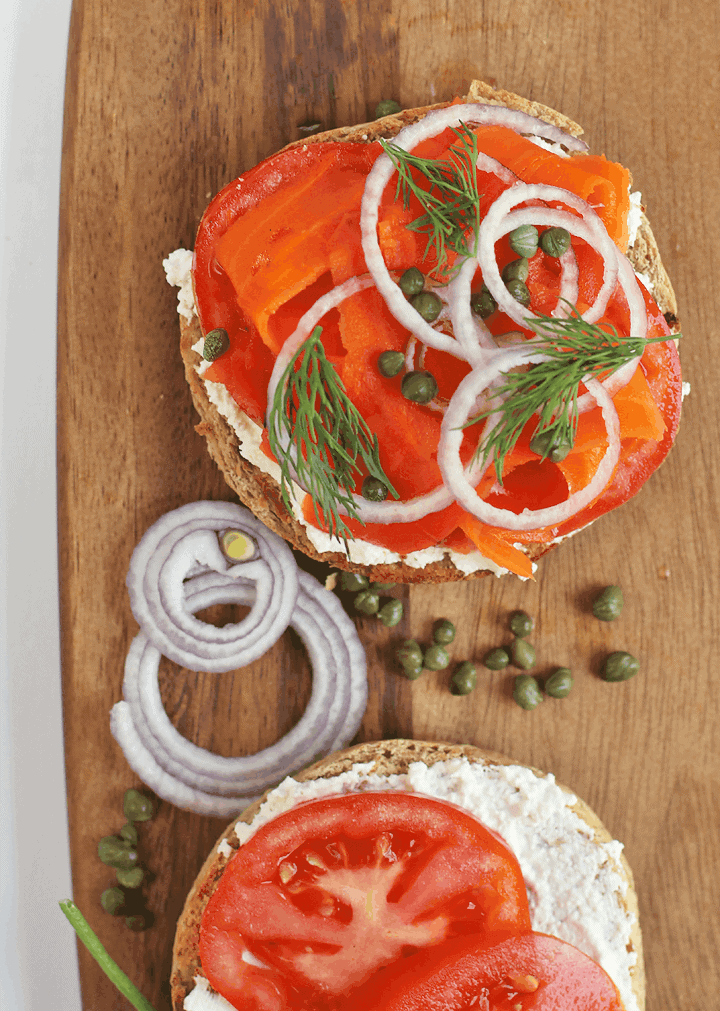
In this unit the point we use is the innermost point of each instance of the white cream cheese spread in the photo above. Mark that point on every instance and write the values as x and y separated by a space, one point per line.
574 885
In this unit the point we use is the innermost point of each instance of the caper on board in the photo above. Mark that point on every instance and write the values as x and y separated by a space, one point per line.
620 666
444 632
527 692
559 684
390 363
464 679
497 659
609 605
521 624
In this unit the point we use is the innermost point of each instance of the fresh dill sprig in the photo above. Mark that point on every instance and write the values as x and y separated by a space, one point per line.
574 350
452 204
318 436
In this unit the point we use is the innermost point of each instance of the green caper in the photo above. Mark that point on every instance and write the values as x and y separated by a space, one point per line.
521 624
386 107
516 270
129 833
519 290
559 684
555 242
550 446
527 692
428 304
137 807
524 241
373 489
464 679
215 344
367 603
353 581
436 657
522 654
129 879
482 303
112 900
410 652
390 614
609 605
444 632
116 852
390 363
419 386
412 282
497 659
620 667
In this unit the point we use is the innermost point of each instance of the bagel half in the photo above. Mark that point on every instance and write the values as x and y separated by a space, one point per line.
234 442
383 758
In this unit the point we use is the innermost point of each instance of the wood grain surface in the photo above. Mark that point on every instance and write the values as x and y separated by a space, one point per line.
167 101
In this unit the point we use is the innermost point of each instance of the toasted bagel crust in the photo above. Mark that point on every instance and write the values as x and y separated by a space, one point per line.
258 489
388 757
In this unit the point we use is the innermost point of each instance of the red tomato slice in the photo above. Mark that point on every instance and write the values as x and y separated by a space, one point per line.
334 890
526 973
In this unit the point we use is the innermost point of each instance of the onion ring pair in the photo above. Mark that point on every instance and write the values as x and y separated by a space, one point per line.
179 771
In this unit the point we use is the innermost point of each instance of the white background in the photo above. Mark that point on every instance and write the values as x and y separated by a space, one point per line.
39 964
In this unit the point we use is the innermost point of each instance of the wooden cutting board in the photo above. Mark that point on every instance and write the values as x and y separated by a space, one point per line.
167 101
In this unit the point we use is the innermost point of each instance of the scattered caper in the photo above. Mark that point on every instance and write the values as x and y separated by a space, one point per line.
522 654
129 833
390 614
412 282
609 605
409 652
521 624
497 659
482 303
215 344
373 489
116 852
519 290
419 386
386 107
367 603
555 242
112 900
559 684
428 304
464 679
516 270
527 692
390 363
137 807
620 667
550 446
524 241
436 657
444 632
352 581
129 879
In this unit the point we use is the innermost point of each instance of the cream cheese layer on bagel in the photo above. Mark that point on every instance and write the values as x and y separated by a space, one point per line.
237 442
579 885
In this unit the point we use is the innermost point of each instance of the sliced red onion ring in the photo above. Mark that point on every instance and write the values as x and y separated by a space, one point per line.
199 780
460 408
184 542
381 173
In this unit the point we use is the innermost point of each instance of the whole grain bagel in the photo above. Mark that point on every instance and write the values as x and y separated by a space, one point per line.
384 758
228 441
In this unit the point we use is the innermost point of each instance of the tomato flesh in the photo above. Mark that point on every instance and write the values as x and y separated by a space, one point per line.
334 890
530 972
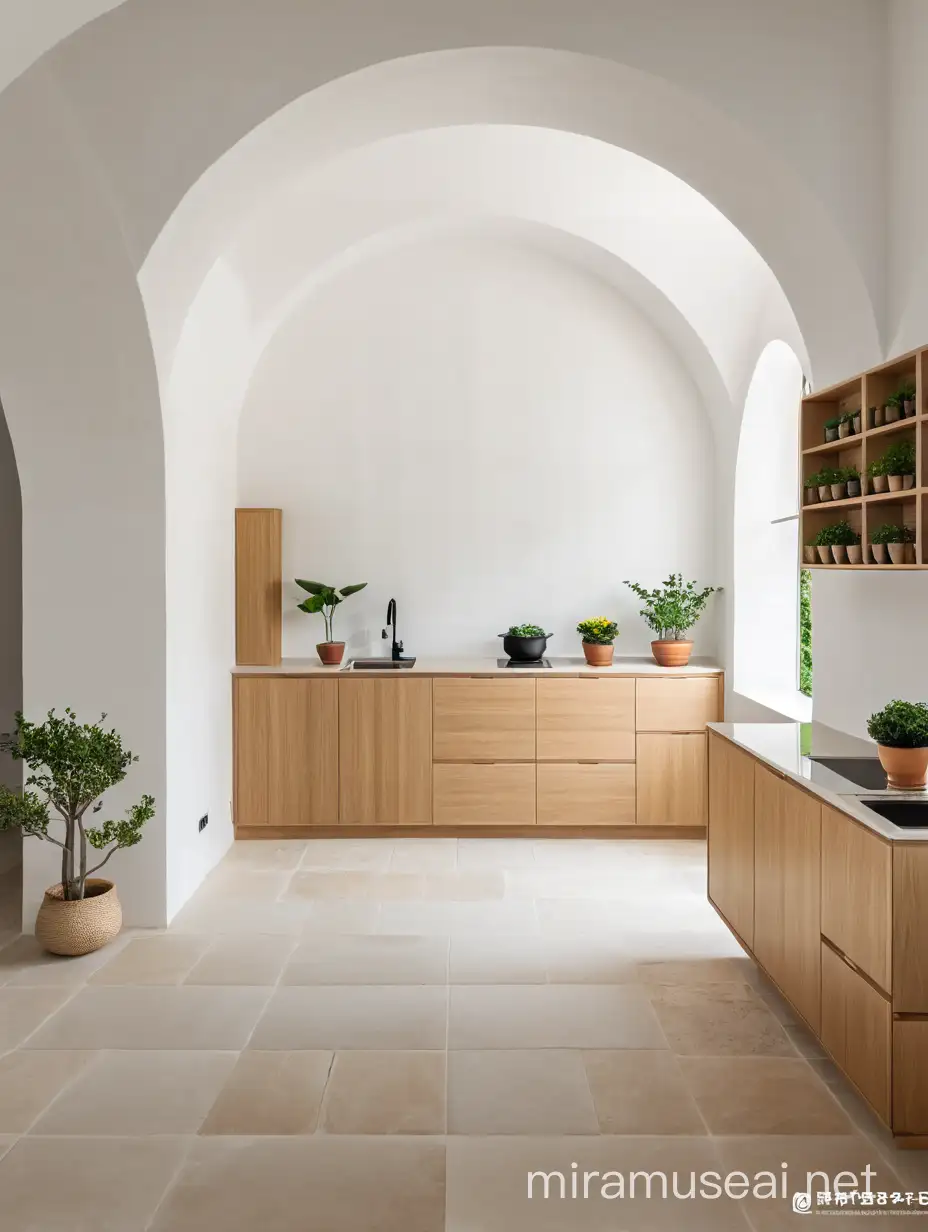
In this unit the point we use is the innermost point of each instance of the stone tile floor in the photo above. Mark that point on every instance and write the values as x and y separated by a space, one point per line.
388 1035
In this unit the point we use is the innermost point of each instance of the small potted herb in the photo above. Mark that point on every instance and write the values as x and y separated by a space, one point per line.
525 643
671 610
901 734
598 635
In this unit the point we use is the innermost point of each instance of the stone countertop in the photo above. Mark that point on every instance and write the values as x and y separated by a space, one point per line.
789 749
481 667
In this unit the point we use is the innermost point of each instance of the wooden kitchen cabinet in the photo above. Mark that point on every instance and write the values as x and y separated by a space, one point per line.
857 895
286 750
385 752
577 794
731 835
788 835
672 779
480 718
590 717
680 704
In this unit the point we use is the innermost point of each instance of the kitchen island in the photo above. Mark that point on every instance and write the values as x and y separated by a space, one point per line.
831 899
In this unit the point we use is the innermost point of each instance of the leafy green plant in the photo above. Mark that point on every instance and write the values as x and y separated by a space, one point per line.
598 631
72 765
901 725
526 631
673 609
325 599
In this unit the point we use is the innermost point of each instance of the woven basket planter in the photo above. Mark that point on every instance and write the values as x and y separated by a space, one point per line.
80 927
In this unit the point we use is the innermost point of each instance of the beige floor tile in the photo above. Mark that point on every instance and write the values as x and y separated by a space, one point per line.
641 1092
552 1017
313 1184
811 1163
762 1095
30 1081
488 1185
153 960
153 1018
86 1184
139 1093
540 1092
386 1093
369 960
390 1017
717 1020
253 961
271 1093
24 1009
498 960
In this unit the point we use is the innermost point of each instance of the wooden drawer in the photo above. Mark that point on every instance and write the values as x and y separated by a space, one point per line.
857 1029
672 780
590 718
489 794
483 718
684 704
573 794
857 895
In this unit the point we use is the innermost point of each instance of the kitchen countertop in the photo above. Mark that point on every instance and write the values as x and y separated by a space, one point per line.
789 748
487 667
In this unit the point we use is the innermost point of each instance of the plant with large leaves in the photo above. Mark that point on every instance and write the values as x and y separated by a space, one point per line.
325 599
72 765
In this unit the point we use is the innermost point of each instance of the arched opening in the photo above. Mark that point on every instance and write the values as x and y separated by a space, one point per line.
768 601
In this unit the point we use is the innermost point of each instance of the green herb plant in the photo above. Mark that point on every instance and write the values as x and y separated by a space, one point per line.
70 766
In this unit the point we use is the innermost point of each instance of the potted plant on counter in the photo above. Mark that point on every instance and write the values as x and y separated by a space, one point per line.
901 734
671 611
325 599
72 765
598 636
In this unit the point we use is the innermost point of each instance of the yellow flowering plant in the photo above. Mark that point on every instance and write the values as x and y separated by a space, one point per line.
598 631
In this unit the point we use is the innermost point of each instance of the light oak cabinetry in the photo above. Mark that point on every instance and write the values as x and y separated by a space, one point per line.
285 752
672 779
731 835
385 752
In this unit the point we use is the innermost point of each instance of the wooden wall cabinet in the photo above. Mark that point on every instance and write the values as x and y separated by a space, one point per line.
286 750
385 752
731 835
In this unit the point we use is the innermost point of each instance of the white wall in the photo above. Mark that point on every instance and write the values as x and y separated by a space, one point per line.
486 434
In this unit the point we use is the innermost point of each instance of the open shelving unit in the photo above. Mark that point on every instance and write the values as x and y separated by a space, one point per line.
907 508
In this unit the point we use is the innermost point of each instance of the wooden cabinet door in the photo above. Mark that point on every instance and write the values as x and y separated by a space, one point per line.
483 718
857 895
857 1029
587 718
385 752
483 794
286 750
672 780
788 917
573 794
731 835
680 704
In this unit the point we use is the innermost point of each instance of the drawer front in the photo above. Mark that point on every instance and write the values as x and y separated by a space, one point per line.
857 1029
493 794
587 718
857 896
483 718
572 794
682 705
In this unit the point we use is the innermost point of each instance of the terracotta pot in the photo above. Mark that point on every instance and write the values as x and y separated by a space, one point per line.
73 928
672 654
905 768
598 656
330 653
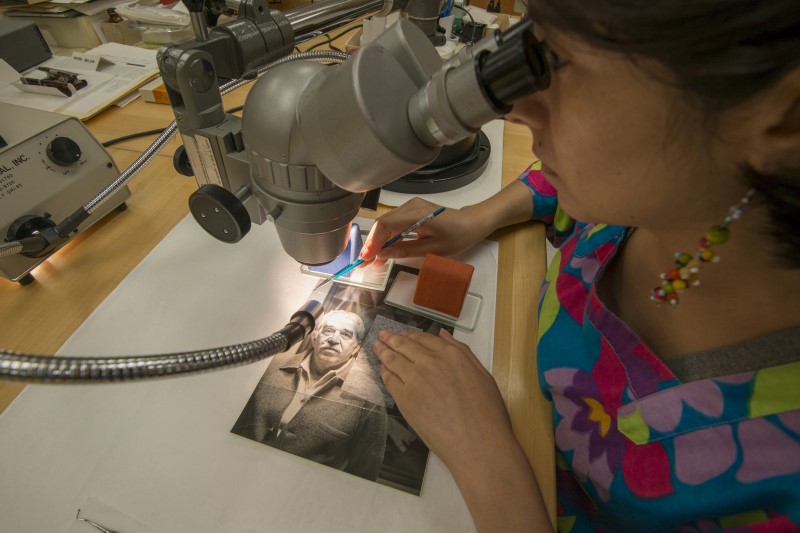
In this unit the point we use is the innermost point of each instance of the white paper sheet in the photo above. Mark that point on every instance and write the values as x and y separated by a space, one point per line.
161 452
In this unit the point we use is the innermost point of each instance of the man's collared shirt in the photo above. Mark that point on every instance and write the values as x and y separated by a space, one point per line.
306 390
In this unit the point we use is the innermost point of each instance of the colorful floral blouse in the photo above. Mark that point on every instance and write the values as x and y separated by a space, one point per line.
637 450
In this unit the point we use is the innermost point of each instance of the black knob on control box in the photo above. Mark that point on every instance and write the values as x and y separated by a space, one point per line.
63 151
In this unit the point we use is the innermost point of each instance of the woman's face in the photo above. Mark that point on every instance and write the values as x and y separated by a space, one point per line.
622 147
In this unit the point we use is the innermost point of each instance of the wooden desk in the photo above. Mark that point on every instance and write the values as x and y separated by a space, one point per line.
40 317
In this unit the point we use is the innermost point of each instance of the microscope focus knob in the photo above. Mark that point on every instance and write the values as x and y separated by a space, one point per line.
220 213
63 151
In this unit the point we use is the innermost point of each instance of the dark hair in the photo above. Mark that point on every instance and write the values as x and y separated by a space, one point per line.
719 53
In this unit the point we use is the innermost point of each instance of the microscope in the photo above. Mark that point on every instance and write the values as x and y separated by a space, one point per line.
314 143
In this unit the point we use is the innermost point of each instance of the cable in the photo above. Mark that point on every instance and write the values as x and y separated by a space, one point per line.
132 136
333 38
42 368
157 131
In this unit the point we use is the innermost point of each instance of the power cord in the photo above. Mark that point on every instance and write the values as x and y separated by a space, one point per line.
147 133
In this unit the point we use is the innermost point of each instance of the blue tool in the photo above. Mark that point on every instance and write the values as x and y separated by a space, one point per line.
390 242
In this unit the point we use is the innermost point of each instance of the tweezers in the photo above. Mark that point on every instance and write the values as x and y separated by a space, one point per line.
95 524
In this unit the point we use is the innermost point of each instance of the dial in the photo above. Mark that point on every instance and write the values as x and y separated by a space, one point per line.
63 151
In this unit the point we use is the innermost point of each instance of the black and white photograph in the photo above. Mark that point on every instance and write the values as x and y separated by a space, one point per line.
324 400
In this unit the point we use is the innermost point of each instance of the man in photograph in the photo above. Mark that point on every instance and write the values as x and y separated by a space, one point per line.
317 403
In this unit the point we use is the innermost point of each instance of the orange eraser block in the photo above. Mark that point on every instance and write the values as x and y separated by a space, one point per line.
442 284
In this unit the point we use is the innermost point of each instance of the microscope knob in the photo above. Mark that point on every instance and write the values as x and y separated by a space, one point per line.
220 213
63 151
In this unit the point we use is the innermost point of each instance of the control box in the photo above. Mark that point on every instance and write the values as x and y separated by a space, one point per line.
50 166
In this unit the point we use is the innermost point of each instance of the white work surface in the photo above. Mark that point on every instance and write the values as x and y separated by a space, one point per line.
158 456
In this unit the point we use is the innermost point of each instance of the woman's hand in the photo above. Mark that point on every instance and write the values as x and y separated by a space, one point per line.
444 392
451 232
448 233
454 405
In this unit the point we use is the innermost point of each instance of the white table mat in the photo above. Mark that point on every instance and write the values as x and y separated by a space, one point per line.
160 452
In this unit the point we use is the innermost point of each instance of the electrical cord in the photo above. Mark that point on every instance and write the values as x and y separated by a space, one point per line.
157 131
49 369
330 38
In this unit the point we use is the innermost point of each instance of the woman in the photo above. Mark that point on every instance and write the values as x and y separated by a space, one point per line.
671 131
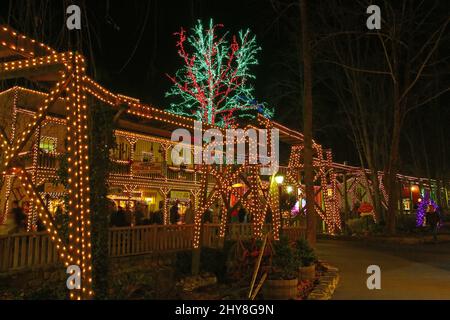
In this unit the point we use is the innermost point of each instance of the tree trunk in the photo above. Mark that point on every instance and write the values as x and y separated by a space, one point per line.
307 127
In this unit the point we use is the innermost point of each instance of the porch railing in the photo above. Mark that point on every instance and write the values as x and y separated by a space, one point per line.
25 250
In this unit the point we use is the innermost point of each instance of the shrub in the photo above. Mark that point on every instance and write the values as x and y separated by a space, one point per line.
306 254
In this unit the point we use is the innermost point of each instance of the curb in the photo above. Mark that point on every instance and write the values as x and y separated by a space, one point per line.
327 283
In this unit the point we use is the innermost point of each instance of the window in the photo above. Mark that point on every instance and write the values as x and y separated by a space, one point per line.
47 144
147 157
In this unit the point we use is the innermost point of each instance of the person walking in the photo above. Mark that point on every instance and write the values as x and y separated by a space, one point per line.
235 215
242 214
174 215
189 215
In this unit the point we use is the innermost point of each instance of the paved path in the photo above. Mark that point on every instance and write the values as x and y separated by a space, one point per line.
407 272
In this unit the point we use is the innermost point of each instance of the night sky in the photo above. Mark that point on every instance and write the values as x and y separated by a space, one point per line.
133 47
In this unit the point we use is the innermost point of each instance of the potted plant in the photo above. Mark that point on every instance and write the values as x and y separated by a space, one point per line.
307 259
282 279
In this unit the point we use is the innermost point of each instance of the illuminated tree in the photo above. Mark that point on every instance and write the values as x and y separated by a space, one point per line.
213 86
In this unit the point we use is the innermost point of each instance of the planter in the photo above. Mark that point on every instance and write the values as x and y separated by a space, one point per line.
307 273
280 289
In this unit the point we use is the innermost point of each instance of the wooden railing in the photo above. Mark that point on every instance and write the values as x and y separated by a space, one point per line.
24 250
146 239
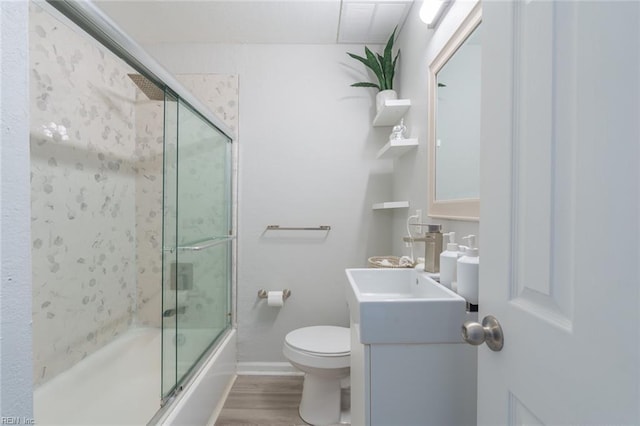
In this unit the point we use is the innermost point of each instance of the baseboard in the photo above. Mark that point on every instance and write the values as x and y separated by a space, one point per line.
267 369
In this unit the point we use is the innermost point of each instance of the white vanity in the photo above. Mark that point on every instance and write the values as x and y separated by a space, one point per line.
409 364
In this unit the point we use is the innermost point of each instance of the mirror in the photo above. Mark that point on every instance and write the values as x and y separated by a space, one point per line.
454 124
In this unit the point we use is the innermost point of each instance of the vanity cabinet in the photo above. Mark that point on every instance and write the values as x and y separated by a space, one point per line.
412 384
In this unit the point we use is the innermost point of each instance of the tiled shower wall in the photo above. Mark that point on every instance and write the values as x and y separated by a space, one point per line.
83 196
96 148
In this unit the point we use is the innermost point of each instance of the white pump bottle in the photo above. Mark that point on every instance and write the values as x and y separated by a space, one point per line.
468 272
449 261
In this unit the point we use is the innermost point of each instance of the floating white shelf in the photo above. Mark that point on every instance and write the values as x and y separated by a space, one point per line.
391 205
391 113
397 147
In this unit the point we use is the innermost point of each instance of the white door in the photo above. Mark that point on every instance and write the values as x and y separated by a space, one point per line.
560 213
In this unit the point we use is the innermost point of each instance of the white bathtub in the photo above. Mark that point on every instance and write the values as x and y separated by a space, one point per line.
120 385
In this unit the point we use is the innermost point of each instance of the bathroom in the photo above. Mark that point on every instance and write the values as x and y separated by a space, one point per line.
307 156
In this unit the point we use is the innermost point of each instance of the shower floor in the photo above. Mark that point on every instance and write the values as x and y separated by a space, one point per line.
118 385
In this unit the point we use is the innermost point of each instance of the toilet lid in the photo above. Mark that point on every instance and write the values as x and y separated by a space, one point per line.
324 340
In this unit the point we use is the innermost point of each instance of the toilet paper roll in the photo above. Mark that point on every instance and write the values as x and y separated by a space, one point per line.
274 298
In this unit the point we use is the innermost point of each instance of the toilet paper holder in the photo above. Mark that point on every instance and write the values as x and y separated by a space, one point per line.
262 294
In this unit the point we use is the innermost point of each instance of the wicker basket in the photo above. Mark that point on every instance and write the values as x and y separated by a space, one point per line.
374 262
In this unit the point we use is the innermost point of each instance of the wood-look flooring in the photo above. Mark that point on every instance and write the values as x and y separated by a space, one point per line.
267 401
263 400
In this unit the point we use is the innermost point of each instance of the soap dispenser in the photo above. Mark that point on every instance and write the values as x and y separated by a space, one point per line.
449 261
467 271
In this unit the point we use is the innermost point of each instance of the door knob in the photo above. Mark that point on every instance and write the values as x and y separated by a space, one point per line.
489 331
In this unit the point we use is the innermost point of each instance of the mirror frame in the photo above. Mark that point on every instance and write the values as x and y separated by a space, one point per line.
461 209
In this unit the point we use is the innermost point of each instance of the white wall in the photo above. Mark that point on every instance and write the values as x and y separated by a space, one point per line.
419 46
15 266
306 159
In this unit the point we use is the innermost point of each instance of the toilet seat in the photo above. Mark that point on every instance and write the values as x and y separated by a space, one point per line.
324 347
323 340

- [Written request]
Copy out exactly the lines from the line with "of the wood-look" to the end of the listing, including both of those lines, and give nothing else.

- [Final result]
In this unit the point we use is the innermost point of each instance of the wood-look flooring in the photo above. Mark that point on every instance and write the values as x and y separated by a space, one point per line.
267 401
263 400
In this unit the point we use is the innermost point of each instance of the soap dispenser in the photo above. Mark that point on every instance and write the values as x and y separated by a space, one point per line.
449 261
467 271
In this unit the point we use is the innermost point of each instance of the door knob in the photo above. Mark that point on every instance and write the values as x and y separated by a space, one point per line.
489 331
In this unit the point we use is the innermost point of each instance of the mirror frame in the photo above. Mark that point on every instance and write the values as x and y separated by a space, one point per line.
461 209
In this unit the point we use is the innermost point of each instance of the white wall in the photo above. Mark that point on every instance and write the values as x and y separated by a space, one point per line.
419 46
15 266
306 159
In this unit the point we use is the innermost point of each instance of the toilet seat in the photo above. Mark that point on every instance and write the values as x and y separated by a space, one point per line.
324 347
323 340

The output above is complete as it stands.